For the records below, count the lines containing the word "kindly" and reply with the number alone.
Segment Start: DATA IN THIS EXERCISE
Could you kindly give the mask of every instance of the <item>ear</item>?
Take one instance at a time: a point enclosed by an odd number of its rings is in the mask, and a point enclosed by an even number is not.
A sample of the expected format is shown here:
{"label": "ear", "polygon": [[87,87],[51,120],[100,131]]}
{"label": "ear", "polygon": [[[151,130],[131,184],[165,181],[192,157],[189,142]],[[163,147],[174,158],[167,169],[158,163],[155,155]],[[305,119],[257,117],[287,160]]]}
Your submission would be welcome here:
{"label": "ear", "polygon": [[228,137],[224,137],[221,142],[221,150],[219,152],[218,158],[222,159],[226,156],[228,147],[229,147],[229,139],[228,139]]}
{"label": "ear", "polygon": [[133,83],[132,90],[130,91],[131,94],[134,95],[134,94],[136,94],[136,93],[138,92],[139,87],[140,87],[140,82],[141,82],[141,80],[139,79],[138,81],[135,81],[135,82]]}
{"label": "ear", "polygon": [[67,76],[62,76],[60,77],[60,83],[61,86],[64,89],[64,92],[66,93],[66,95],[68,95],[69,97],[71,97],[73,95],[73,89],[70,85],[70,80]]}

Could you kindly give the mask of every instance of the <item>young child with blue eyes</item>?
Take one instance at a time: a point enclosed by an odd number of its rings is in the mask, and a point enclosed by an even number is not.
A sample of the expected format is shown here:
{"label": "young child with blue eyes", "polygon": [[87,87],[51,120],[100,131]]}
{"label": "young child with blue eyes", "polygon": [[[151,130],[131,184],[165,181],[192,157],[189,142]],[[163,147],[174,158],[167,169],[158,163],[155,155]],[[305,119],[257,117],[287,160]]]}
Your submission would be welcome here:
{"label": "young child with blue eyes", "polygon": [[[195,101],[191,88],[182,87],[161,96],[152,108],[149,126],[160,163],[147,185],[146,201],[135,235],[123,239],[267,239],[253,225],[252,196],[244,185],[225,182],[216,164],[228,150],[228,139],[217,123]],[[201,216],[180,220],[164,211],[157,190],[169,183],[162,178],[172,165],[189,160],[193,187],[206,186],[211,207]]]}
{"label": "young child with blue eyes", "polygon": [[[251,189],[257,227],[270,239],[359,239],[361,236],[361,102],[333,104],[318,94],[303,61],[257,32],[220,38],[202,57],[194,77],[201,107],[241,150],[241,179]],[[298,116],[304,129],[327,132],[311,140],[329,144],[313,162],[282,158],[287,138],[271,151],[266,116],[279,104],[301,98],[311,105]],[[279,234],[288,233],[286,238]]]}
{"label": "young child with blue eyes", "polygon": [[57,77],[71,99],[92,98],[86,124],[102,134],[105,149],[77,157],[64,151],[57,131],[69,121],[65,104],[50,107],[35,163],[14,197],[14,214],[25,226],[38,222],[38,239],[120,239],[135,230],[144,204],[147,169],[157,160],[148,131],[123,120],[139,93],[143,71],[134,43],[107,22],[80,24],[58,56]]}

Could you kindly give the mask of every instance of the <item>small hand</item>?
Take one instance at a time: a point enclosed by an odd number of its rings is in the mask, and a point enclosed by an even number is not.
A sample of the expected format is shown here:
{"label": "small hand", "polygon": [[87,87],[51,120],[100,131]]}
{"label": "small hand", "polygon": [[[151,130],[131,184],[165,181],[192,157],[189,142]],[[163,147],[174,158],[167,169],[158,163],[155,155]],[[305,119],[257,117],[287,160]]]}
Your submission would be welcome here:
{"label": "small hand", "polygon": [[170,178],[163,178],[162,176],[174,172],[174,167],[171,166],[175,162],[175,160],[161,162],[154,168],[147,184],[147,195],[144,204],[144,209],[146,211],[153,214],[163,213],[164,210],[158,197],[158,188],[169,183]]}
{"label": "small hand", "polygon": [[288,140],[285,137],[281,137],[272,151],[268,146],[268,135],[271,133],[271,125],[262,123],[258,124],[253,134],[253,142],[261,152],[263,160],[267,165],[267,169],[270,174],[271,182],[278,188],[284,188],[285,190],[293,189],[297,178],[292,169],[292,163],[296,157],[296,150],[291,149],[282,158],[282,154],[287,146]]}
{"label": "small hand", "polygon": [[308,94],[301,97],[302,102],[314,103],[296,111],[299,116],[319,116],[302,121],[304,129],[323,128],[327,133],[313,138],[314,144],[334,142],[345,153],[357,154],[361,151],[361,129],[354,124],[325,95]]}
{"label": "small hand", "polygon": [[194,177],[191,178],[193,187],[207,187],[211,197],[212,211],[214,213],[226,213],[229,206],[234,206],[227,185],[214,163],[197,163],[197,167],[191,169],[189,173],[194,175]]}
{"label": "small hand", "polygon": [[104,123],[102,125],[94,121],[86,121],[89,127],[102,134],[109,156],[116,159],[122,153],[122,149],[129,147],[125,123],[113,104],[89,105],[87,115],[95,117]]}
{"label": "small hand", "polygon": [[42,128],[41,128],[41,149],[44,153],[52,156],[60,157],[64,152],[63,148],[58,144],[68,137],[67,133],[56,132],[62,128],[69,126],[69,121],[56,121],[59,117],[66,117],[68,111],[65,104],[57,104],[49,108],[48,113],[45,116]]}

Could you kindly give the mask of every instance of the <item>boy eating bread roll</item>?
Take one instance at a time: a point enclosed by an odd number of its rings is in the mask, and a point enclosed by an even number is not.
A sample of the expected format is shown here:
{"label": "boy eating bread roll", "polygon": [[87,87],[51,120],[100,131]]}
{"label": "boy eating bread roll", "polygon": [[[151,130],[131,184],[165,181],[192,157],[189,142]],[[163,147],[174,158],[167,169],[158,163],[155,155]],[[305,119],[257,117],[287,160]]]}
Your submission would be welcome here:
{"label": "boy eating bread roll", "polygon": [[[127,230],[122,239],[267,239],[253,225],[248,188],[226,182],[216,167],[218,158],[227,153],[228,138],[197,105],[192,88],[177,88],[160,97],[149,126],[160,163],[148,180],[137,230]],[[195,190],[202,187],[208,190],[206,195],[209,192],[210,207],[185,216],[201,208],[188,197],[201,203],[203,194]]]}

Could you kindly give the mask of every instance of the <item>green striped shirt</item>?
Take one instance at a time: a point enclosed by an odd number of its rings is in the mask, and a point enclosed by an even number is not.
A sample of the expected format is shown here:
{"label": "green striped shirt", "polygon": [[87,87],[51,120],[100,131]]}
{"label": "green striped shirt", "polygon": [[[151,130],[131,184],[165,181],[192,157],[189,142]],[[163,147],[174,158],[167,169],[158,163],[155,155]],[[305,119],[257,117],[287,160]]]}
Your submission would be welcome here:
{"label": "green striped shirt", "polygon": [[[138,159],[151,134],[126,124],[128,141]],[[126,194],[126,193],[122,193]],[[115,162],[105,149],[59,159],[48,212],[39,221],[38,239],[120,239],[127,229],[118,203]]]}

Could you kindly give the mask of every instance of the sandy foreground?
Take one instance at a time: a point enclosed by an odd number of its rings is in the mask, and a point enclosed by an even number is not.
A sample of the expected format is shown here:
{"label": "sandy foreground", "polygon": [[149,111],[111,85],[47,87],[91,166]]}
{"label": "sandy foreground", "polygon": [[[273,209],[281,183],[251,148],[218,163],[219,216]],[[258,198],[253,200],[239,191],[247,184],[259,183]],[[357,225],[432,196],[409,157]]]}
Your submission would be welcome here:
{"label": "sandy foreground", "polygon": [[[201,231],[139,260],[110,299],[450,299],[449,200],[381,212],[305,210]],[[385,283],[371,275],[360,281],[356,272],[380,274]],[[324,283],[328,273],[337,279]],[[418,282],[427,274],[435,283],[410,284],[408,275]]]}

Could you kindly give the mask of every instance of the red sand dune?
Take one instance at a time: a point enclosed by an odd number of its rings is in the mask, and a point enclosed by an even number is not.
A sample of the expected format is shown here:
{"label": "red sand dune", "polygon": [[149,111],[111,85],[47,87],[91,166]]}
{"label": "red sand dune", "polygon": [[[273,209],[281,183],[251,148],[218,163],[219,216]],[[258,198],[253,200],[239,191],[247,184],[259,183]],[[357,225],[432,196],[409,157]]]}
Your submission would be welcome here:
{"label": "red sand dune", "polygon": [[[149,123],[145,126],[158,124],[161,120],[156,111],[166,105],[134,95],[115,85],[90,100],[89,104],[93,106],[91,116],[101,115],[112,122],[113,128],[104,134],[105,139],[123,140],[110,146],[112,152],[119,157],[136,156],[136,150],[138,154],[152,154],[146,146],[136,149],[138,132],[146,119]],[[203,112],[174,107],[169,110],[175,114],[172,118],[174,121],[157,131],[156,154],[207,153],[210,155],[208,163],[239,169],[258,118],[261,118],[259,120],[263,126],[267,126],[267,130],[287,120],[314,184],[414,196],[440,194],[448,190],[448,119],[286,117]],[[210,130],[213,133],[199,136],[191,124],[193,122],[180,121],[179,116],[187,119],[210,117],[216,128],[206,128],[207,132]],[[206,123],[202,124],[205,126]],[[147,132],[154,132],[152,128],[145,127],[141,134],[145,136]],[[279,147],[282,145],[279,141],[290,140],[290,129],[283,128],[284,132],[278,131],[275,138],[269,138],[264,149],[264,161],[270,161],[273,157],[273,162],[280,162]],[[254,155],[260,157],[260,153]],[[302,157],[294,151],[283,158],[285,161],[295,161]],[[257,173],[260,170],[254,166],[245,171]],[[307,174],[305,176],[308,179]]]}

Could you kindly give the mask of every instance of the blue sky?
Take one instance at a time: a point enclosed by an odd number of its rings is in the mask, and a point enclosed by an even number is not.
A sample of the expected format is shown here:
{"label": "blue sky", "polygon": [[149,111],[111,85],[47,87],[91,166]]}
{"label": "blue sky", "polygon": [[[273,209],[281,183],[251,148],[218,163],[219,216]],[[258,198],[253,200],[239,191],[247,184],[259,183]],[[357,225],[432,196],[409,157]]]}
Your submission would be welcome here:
Segment End: DATA IN THIS EXERCISE
→ **PROBLEM SOLUTION**
8